===== Given data =====

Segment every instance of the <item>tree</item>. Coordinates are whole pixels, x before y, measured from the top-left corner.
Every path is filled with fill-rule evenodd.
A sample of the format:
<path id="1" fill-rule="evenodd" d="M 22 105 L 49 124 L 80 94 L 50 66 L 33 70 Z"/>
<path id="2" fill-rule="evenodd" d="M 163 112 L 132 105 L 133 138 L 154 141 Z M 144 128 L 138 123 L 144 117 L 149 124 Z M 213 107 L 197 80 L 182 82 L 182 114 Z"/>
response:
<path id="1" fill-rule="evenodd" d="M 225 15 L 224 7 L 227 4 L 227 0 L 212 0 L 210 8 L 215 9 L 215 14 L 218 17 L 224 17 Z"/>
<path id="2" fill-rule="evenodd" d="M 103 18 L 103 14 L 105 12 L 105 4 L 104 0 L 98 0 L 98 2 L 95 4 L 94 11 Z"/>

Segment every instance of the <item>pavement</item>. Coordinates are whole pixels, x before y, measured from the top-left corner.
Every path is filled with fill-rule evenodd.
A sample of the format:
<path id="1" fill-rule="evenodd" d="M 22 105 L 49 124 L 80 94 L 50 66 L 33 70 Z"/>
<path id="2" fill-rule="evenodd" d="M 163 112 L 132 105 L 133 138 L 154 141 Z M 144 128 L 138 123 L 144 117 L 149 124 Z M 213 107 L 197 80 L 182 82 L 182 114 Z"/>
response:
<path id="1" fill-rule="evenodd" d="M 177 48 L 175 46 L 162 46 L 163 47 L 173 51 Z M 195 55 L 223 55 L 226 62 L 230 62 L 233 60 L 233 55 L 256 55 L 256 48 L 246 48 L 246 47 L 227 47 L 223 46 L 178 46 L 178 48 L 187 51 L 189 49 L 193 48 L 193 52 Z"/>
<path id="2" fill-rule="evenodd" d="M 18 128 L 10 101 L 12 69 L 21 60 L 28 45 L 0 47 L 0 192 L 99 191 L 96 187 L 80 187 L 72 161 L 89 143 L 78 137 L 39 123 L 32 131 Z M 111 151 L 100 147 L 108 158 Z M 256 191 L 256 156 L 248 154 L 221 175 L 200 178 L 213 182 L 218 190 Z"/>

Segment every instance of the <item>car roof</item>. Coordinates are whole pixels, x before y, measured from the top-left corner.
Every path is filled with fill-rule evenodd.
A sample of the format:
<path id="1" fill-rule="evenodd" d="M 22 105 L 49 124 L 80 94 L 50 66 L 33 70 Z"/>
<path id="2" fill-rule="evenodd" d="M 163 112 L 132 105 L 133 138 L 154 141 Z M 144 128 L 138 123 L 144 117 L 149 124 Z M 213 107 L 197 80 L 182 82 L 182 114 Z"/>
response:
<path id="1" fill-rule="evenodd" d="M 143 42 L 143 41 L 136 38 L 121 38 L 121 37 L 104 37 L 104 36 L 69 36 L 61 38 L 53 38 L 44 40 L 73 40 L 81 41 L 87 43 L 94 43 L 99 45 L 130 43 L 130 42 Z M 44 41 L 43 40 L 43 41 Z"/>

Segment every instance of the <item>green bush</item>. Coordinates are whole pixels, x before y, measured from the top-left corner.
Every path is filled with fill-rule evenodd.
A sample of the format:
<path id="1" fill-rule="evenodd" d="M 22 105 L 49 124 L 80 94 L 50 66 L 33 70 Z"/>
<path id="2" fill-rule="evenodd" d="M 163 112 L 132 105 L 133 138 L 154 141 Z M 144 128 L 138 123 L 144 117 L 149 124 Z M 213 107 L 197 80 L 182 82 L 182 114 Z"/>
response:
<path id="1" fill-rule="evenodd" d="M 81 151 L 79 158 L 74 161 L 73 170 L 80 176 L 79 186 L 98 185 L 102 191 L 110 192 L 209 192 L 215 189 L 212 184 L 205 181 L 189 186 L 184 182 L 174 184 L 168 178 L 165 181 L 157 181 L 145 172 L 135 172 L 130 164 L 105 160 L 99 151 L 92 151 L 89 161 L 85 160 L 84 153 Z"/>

=====

» **Task description**:
Copy every line above verbatim, in its original order, without changing any character.

» **Task output**:
Segment every instance of the <item>tree</item>. Coordinates are whole pixels, x before y, measured from the top-left corner.
Every path is filled with fill-rule evenodd.
A sample of the format:
<path id="1" fill-rule="evenodd" d="M 22 105 L 49 124 L 80 94 L 50 66 L 33 70 Z"/>
<path id="2" fill-rule="evenodd" d="M 163 112 L 132 105 L 133 138 L 154 141 Z M 144 128 L 138 123 L 144 117 L 149 124 Z M 213 107 L 197 80 L 182 82 L 182 114 Z"/>
response:
<path id="1" fill-rule="evenodd" d="M 225 15 L 224 7 L 227 4 L 227 0 L 212 0 L 210 8 L 215 9 L 215 14 L 218 17 L 224 17 Z"/>
<path id="2" fill-rule="evenodd" d="M 103 18 L 103 14 L 105 12 L 105 4 L 104 0 L 98 0 L 98 2 L 95 4 L 94 11 Z"/>

Segment every instance of the <item>pavement</item>. Coordinates are whole pixels, x before y, measured from the top-left corner.
Every path is filled with fill-rule evenodd.
A sample of the format:
<path id="1" fill-rule="evenodd" d="M 22 105 L 49 124 L 80 94 L 50 66 L 33 70 Z"/>
<path id="2" fill-rule="evenodd" d="M 163 112 L 132 105 L 133 138 L 154 141 Z M 144 128 L 138 123 L 144 117 L 149 124 Z M 213 107 L 197 80 L 182 82 L 182 114 Z"/>
response:
<path id="1" fill-rule="evenodd" d="M 177 48 L 175 46 L 162 46 L 163 47 L 173 51 Z M 195 55 L 223 55 L 226 62 L 230 62 L 233 60 L 233 55 L 256 55 L 256 48 L 246 48 L 246 47 L 227 47 L 223 46 L 178 46 L 178 48 L 187 51 L 189 49 L 193 48 L 193 52 Z"/>
<path id="2" fill-rule="evenodd" d="M 18 128 L 10 101 L 12 69 L 21 60 L 28 45 L 0 47 L 0 192 L 99 191 L 96 187 L 80 187 L 72 161 L 89 143 L 78 137 L 39 123 L 32 131 Z M 111 151 L 100 147 L 108 158 Z M 256 191 L 256 156 L 248 154 L 221 175 L 200 178 L 213 182 L 218 190 Z"/>

Segment every instance of the <item>car roof</item>. Coordinates are whole pixels, x before y, measured from the top-left corner.
Every path is filled with fill-rule evenodd.
A sample of the format:
<path id="1" fill-rule="evenodd" d="M 22 105 L 49 124 L 80 94 L 50 66 L 33 70 Z"/>
<path id="2" fill-rule="evenodd" d="M 163 112 L 132 105 L 133 138 L 154 141 Z M 144 128 L 138 123 L 144 117 L 149 124 Z M 213 107 L 197 80 L 182 82 L 182 114 Z"/>
response:
<path id="1" fill-rule="evenodd" d="M 143 42 L 143 41 L 136 38 L 121 38 L 121 37 L 104 37 L 104 36 L 69 36 L 61 38 L 53 38 L 44 40 L 73 40 L 81 41 L 87 43 L 94 43 L 99 45 L 130 43 L 130 42 Z M 44 41 L 43 40 L 43 41 Z"/>

Segment every instance of the <item>green bush</item>. Coordinates are whole pixels, x before y, measured from the top-left corner.
Every path is filled with fill-rule evenodd.
A sample of the format:
<path id="1" fill-rule="evenodd" d="M 22 105 L 49 124 L 80 94 L 50 66 L 33 70 Z"/>
<path id="2" fill-rule="evenodd" d="M 163 112 L 132 105 L 133 138 L 154 141 Z M 144 128 L 138 123 L 144 117 L 149 124 Z M 213 107 L 197 80 L 182 82 L 182 114 Z"/>
response:
<path id="1" fill-rule="evenodd" d="M 81 151 L 79 158 L 74 161 L 73 170 L 80 176 L 79 186 L 98 185 L 102 191 L 110 192 L 209 192 L 215 189 L 212 184 L 205 181 L 189 186 L 184 182 L 174 184 L 168 178 L 165 181 L 157 181 L 145 172 L 135 172 L 130 164 L 105 160 L 99 151 L 92 151 L 89 161 L 85 160 L 84 153 Z"/>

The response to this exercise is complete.